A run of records
········

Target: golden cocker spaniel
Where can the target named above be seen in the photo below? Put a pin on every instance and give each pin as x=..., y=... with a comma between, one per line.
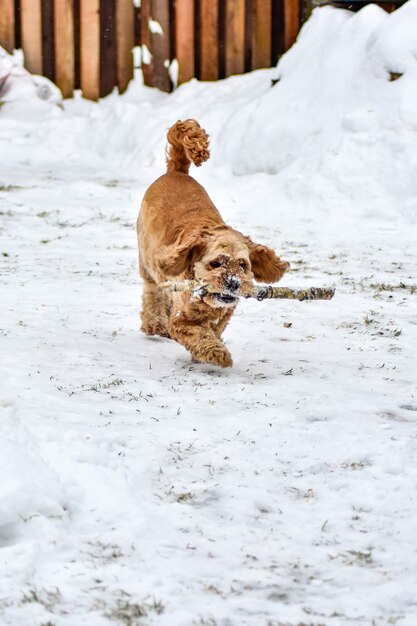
x=181, y=235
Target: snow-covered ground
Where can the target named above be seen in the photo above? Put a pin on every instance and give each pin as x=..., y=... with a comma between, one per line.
x=139, y=489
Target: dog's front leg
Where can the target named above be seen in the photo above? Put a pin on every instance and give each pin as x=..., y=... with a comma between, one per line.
x=190, y=326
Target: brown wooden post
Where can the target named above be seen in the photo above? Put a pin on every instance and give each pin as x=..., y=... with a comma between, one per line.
x=184, y=36
x=235, y=37
x=7, y=24
x=209, y=40
x=145, y=38
x=125, y=36
x=292, y=22
x=31, y=28
x=108, y=60
x=160, y=43
x=90, y=48
x=261, y=33
x=64, y=46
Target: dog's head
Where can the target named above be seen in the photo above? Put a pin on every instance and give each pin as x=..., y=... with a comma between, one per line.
x=226, y=267
x=228, y=262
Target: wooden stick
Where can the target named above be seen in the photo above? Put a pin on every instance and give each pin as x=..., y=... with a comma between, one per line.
x=200, y=290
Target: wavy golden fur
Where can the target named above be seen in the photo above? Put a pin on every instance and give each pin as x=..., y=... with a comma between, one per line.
x=181, y=234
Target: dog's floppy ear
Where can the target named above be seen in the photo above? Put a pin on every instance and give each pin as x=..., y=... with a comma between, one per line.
x=181, y=255
x=267, y=267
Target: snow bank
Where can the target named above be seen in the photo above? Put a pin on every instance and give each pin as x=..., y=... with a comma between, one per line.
x=19, y=86
x=342, y=111
x=28, y=486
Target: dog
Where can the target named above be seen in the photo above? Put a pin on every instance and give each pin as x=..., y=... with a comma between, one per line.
x=181, y=235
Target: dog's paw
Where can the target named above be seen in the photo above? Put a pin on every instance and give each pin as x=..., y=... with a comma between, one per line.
x=155, y=329
x=214, y=353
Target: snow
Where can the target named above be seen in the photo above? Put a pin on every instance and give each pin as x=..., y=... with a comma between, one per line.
x=138, y=488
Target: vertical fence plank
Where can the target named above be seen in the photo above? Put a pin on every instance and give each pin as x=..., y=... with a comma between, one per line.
x=90, y=48
x=108, y=78
x=278, y=29
x=235, y=37
x=64, y=46
x=7, y=25
x=160, y=43
x=48, y=38
x=261, y=33
x=292, y=22
x=31, y=28
x=145, y=38
x=209, y=41
x=184, y=39
x=125, y=41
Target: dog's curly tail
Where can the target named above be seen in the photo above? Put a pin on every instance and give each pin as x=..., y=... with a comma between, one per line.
x=188, y=143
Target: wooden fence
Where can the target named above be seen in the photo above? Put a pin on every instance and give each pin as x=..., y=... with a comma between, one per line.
x=87, y=44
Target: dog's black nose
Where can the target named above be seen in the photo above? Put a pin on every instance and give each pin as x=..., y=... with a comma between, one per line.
x=232, y=283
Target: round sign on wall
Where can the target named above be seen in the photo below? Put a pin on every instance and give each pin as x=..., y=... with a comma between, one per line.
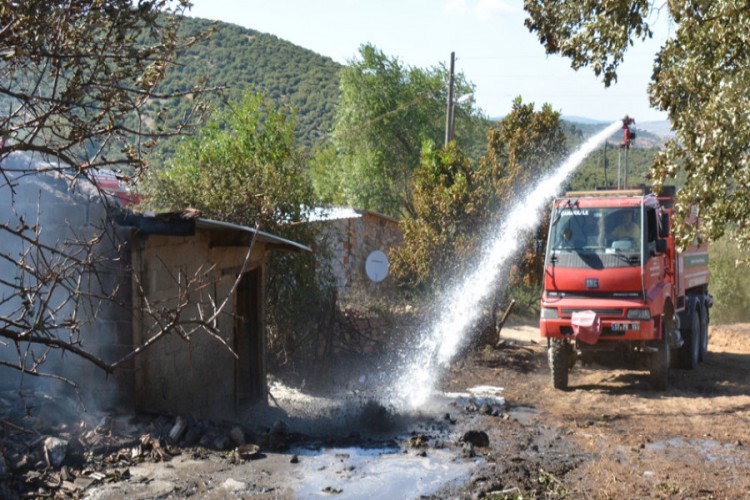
x=376, y=266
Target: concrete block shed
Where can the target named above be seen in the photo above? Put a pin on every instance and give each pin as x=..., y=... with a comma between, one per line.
x=352, y=237
x=199, y=261
x=146, y=272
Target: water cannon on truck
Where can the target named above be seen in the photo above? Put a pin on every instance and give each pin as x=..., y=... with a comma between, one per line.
x=617, y=291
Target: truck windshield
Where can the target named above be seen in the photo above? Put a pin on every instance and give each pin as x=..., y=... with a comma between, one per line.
x=596, y=230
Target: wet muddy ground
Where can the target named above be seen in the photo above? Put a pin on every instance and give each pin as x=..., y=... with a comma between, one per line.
x=609, y=436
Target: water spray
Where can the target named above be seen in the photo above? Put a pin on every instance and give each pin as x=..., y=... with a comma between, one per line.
x=462, y=306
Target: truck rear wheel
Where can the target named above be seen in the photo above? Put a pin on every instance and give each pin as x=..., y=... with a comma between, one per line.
x=704, y=332
x=559, y=354
x=690, y=351
x=659, y=365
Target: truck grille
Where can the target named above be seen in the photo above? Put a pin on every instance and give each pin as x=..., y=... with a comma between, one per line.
x=603, y=313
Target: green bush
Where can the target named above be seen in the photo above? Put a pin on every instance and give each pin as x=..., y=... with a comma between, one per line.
x=729, y=284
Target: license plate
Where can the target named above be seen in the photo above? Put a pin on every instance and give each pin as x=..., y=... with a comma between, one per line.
x=624, y=327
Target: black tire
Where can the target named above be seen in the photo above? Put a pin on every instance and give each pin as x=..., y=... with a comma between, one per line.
x=703, y=352
x=659, y=365
x=559, y=363
x=690, y=351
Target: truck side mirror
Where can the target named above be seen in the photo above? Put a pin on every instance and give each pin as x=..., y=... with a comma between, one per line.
x=664, y=226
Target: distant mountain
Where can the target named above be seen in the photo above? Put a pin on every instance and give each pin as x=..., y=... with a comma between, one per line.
x=660, y=128
x=584, y=121
x=645, y=138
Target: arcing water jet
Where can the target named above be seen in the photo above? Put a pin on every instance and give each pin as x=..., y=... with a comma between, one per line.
x=461, y=307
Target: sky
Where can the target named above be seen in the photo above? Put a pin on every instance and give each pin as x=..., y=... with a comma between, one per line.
x=493, y=48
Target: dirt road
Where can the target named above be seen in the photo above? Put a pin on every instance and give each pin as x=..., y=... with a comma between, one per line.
x=610, y=435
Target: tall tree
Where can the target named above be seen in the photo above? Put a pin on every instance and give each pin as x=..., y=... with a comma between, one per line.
x=243, y=167
x=458, y=205
x=386, y=111
x=701, y=78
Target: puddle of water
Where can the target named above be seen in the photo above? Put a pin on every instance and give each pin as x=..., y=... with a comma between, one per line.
x=523, y=414
x=378, y=473
x=710, y=449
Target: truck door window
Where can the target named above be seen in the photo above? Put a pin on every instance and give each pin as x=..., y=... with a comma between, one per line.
x=651, y=230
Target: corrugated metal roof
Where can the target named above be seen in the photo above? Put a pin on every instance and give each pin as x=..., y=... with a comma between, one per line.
x=262, y=236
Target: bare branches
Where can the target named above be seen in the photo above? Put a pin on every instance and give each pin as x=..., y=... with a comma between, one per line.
x=77, y=79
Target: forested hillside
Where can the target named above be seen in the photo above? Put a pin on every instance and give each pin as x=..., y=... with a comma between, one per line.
x=600, y=168
x=240, y=59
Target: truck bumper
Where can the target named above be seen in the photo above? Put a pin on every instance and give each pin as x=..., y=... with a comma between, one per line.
x=612, y=329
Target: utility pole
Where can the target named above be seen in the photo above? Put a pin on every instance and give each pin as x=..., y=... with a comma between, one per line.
x=449, y=110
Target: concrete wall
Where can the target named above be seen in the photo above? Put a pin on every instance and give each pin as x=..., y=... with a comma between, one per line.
x=69, y=212
x=351, y=240
x=196, y=375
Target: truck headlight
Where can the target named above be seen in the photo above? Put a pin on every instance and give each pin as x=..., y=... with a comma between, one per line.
x=641, y=314
x=549, y=313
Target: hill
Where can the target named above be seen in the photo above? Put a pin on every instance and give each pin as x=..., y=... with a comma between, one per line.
x=239, y=59
x=600, y=168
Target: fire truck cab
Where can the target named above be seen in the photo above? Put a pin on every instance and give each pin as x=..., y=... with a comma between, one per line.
x=616, y=290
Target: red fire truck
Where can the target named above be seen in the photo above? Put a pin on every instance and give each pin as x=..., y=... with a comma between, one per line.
x=616, y=290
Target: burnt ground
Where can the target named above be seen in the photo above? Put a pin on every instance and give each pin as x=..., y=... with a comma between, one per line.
x=609, y=436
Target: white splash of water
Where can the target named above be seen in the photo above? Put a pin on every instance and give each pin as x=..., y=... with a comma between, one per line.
x=462, y=306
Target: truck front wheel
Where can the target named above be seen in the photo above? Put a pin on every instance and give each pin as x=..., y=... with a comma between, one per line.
x=559, y=354
x=659, y=366
x=690, y=351
x=704, y=332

········

What you will do. Write out the entries from the line containing "Target: dog's front leg" down to the line containing "x=190, y=326", both lines included, copying them exactly.

Final answer.
Target: dog's front leg
Where can the target named above be seen in the photo above? Put a pin on every instance and give each pin as x=..., y=... with a comma between, one per line.
x=190, y=326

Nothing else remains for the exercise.